[Start of Material for the task]

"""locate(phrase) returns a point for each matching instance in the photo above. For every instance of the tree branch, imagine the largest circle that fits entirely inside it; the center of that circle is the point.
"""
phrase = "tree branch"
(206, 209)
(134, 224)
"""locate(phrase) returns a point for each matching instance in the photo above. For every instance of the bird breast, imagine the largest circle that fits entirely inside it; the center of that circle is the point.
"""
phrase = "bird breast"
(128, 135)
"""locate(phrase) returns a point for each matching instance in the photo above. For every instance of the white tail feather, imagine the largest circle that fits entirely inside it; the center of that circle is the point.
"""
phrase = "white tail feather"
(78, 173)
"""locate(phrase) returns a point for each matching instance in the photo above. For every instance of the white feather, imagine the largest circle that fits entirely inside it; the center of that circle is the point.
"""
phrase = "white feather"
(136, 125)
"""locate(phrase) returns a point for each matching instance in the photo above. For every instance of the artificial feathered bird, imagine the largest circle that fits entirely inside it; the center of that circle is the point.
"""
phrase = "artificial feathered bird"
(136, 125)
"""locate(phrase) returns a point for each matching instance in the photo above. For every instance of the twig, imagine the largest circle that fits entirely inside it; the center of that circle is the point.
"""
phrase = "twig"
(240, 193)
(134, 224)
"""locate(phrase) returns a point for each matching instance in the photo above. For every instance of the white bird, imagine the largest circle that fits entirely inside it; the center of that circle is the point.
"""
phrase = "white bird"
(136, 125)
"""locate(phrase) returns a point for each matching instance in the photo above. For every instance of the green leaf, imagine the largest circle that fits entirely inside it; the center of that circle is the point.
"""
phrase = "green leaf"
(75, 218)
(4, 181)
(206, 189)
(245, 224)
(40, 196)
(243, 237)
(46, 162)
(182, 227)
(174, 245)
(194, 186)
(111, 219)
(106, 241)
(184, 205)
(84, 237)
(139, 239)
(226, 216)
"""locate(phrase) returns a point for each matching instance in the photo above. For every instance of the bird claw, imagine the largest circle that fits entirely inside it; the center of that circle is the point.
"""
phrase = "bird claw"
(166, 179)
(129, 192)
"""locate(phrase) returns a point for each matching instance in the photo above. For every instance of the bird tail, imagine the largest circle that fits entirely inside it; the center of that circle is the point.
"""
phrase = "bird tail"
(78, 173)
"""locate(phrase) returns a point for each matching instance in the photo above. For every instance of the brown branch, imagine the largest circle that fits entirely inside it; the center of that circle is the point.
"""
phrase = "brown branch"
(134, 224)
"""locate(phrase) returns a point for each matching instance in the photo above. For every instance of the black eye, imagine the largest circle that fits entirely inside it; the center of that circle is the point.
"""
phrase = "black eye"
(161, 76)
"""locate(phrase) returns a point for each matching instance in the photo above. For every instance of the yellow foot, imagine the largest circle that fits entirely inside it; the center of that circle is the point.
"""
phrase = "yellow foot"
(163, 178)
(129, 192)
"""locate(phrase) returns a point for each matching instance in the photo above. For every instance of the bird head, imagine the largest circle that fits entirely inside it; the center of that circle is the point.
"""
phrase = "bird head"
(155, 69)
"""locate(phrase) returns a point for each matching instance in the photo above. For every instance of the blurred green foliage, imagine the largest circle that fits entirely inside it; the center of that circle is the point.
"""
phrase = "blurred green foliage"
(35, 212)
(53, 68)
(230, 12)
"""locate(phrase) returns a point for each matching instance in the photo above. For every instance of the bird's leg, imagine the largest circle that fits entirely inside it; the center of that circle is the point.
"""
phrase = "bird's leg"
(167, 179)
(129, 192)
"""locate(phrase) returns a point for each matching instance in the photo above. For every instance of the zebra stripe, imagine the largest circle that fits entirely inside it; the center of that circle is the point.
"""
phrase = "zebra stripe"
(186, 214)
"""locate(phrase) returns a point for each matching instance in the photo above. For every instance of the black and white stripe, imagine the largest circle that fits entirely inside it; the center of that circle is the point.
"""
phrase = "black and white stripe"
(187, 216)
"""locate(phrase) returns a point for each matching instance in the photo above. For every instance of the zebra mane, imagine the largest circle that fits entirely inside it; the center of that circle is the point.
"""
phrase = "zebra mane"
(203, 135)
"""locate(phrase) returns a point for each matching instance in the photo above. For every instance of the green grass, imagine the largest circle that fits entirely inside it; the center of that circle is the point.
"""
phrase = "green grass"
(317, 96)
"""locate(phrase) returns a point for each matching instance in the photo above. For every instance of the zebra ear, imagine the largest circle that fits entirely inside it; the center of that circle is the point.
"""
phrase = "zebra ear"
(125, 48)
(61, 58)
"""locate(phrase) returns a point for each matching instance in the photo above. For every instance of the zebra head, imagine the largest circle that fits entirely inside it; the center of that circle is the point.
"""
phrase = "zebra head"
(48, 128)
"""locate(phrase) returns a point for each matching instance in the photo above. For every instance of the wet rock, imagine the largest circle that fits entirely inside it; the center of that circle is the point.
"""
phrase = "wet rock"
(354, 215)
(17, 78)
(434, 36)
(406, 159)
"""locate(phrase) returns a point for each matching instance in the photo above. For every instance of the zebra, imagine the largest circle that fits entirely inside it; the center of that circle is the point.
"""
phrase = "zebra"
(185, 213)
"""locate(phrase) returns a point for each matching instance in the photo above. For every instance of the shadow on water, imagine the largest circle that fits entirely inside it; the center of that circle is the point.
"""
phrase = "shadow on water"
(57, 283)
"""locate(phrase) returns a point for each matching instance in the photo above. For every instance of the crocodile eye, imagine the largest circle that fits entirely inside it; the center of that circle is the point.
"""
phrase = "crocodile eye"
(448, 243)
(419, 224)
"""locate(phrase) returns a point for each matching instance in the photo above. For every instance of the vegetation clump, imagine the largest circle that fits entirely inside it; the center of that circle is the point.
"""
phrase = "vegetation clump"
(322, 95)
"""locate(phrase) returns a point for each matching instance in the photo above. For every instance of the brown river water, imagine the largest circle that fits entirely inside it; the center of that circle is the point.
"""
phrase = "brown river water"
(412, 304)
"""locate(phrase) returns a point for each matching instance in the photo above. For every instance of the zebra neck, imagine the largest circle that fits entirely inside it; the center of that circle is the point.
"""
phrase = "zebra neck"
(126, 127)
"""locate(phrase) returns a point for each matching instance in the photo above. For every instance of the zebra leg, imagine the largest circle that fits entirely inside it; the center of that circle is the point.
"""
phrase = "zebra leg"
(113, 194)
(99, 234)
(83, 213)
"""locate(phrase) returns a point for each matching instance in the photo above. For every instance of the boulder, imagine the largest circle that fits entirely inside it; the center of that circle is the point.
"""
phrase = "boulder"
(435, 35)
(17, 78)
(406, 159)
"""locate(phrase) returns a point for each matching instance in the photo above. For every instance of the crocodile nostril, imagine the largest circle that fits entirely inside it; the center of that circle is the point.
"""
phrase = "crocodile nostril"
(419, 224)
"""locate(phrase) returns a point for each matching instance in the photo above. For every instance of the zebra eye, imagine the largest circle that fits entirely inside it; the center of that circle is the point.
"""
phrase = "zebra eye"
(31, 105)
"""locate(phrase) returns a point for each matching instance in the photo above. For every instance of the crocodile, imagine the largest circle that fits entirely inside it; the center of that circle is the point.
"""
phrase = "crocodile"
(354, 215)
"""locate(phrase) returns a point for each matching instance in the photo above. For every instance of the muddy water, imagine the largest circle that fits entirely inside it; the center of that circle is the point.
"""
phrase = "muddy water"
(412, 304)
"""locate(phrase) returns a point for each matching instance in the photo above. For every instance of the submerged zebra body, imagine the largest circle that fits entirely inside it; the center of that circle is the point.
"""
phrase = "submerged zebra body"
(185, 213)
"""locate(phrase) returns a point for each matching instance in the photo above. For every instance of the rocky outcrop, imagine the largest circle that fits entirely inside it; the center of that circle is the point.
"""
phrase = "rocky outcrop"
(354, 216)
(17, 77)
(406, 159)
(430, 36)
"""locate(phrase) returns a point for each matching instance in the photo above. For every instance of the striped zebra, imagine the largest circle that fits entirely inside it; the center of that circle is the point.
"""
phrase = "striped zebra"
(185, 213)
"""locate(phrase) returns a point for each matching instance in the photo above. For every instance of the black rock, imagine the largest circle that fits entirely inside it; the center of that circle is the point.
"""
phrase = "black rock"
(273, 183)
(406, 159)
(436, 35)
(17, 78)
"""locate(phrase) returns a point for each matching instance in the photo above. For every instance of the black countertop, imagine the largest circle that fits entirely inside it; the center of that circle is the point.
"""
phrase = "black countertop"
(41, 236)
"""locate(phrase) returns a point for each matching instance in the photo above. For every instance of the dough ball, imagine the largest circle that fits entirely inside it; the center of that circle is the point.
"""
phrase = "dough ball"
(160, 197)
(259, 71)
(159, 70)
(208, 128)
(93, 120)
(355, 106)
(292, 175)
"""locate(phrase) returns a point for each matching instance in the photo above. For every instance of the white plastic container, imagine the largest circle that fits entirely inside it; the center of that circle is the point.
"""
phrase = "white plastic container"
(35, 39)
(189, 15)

[End of Material for the task]

Copy out the lines starting at the one containing "of the striped" and ending with the last line of the entries. Include nothing else.

:: Result ::
"""locate(phrase) returns a point for each matching instance in the photo above. For every instance of the striped zebra, imagine the largest circle that fits entirely inside it; the center of that circle is the point.
"""
phrase = "striped zebra"
(185, 213)
"""locate(phrase) returns a point for each matching instance in the photo above. For every instance of the black rock, imagine the largest circle that fits entirely inside it; the center of that circle is the point.
"""
phrase = "black rock"
(273, 183)
(406, 159)
(436, 35)
(17, 78)
"""locate(phrase) returns a point for each matching instance in the photo above. For every instance of the black countertop, imagine the largest circle that fits entirely inside it; the center of that circle is the point.
"""
phrase = "black countertop"
(41, 236)
"""locate(phrase) returns a point for each matching instance in the photo above. For every instance of the dough ball, imagine the largest circle that fits entirely inside it; the center of that circle is the point.
"""
phrase = "dough ball"
(160, 197)
(259, 71)
(159, 70)
(208, 128)
(93, 120)
(355, 106)
(292, 175)
"""locate(phrase) returns a point for each matching instance in the photo above. For every instance of the white plastic container, imagine the largest circle that fits entirely inside it; the center of that circle is the point.
"""
phrase = "white plastic container"
(35, 39)
(189, 15)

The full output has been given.